**Exercise aim**
Each record must be printed exactly as given.

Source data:

○ ○ ○ ○ ○ ○ ○

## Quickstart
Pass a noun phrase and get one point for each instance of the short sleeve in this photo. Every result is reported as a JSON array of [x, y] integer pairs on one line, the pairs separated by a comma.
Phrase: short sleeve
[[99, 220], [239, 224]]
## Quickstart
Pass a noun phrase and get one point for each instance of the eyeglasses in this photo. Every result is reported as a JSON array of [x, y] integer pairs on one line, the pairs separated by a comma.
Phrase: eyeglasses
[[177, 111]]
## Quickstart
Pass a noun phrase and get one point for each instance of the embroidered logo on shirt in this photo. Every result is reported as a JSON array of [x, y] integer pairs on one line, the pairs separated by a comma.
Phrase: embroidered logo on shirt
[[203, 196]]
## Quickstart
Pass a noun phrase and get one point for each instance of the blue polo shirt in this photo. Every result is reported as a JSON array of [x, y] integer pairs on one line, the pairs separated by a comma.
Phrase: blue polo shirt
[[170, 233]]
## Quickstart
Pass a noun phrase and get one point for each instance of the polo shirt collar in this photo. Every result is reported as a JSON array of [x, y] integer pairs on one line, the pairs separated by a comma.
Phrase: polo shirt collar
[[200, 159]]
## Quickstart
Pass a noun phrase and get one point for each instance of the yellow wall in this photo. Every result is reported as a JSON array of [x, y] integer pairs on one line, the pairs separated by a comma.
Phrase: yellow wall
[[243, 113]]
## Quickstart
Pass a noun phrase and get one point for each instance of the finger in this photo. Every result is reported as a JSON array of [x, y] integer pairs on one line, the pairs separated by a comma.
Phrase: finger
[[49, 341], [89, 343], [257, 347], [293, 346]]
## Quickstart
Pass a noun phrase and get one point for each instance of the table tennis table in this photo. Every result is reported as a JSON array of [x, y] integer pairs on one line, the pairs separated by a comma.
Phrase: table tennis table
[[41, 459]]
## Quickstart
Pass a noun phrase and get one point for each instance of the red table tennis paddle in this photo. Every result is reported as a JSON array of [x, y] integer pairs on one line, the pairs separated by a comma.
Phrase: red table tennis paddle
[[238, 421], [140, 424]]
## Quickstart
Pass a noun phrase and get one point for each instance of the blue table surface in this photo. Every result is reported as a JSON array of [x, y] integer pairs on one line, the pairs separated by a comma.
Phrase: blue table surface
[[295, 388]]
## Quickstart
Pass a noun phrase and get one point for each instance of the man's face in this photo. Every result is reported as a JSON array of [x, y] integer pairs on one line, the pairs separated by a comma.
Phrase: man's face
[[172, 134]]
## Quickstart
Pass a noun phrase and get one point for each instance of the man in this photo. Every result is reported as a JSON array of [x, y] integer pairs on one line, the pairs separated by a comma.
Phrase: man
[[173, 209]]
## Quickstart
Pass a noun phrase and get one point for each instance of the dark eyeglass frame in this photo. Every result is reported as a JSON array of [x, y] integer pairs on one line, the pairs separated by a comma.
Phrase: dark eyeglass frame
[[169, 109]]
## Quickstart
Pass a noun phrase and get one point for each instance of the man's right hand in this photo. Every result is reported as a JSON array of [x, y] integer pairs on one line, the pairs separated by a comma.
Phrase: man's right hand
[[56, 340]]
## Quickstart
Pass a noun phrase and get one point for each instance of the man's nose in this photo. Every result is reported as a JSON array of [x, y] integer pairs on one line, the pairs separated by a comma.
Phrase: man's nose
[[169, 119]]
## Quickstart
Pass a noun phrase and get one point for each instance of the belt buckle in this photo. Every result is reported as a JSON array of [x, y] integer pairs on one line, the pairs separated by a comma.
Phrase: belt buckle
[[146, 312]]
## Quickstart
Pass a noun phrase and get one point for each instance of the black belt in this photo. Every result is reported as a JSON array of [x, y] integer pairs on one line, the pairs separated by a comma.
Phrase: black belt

○ ○ ○ ○ ○ ○ ○

**Task response**
## Quickstart
Pass a noun phrase and get one point for each instance of the short sleeve in this photo. Every result is reported as a JSON array of [x, y] integer pairs on one line, the pairs separated by a comma.
Phrase: short sleeve
[[99, 220], [239, 224]]
## Quickstart
Pass a noun phrase and get one point for each instance of the eyeglasses in this photo. Every result is reported as a JSON array of [x, y] integer pairs on one line, the pairs separated by a comma.
Phrase: eyeglasses
[[177, 111]]
## Quickstart
Pass a noun phrase and get one point for each instance of the embroidered logo on shirt in this photo. Every result is reported as a JSON array of [x, y] integer pairs on one line, the pairs separated by a comma.
Phrase: embroidered logo on shirt
[[203, 196]]
## Quickstart
Pass a noun phrase and get one point for each instance of the blue polo shirt in this photo. Every result is reported as a JSON array of [x, y] integer pairs on one line, the pairs separated by a comma.
Phrase: blue polo shirt
[[170, 233]]
## Quickstart
Pass a noun phrase and get one point for each instance of the polo shirt collar in this photo. Every result is reported as a JSON array of [x, y] integer pairs on one line, the pairs separated by a comma.
Phrase: polo shirt collar
[[200, 159]]
## Quickstart
Pass a noun phrase and get one point for each instance of the yellow wall in this photo. Every result is reported as a JSON array of [x, y] integer pairs on one line, the pairs separated by a comma.
Phrase: yellow wall
[[243, 113]]
## Quickstart
Pass a noun phrase and get one point for each instance of the finger in this photo. Every result is reported as a JSON array of [x, y] integer pairs on one line, the pairs separated by a comma.
Phrase: finger
[[49, 341], [89, 343], [257, 347], [293, 346]]
## Quickstart
Pass a noun phrase and get one point for each instance of the table tennis table in this photo. Every result is reported as a JSON array of [x, y] integer pairs on one line, the pairs separated by a comma.
Phrase: table tennis table
[[41, 459]]
## Quickstart
Pass a noun phrase and get one point for each instance of the red table tennis paddle in this photo. Every result is reported as a JSON array of [x, y] integer pairs on one line, the pairs separated by a comma.
Phrase: red table tennis paddle
[[238, 421], [140, 424]]
## Quickstart
Pass a noun phrase and get one point for each instance of the blue table surface in this photo. Every result is reported as a JSON array of [x, y] integer pairs on one line, the pairs separated by a comma.
Phrase: blue table surface
[[295, 388]]
## Quickstart
Pass a noun phrase and get one point for each instance of the man's face in this photo. Every result is reported as a JSON array of [x, y] integer pairs on one line, the pairs separated by a comma.
Phrase: man's face
[[172, 134]]
## Quickstart
Pass a noun phrase and get one point for each instance of the man in this photo. Every result is reported as a JSON array of [x, y] integer pairs on one line, the pairs separated by a comma.
Phrase: man
[[173, 209]]
## Quickstart
Pass a noun phrase and get one point for each instance of the dark eyeglass frame in this photo. Every result is reported as a JSON array of [x, y] integer pairs on one line, the pairs separated by a comma.
Phrase: dark eyeglass frame
[[169, 109]]
## Quickstart
Pass a noun phrase and get one point for each instance of the man's right hand in this photo. Every result is reported as a JSON array of [x, y] integer pairs on one line, the pairs separated by a comma.
Phrase: man's right hand
[[56, 340]]
## Quickstart
Pass a noun phrase and get one point for each instance of the man's nose in this photo. Every result is reported as a JSON array of [x, y] integer pairs on one line, the pairs separated by a comma.
Phrase: man's nose
[[169, 119]]
## Quickstart
Pass a noun phrase and get one point for each instance of the belt buckle in this photo. Every result is reported as a JSON array of [x, y] integer pairs on one line, the pairs separated by a comma.
Phrase: belt buckle
[[146, 312]]
## Quickstart
Pass a noun phrase and get one point for each instance of the black belt in this photo. Every result is reported as a JSON array of [x, y] integer pairs on one line, the pairs separated by a comma.
Phrase: black belt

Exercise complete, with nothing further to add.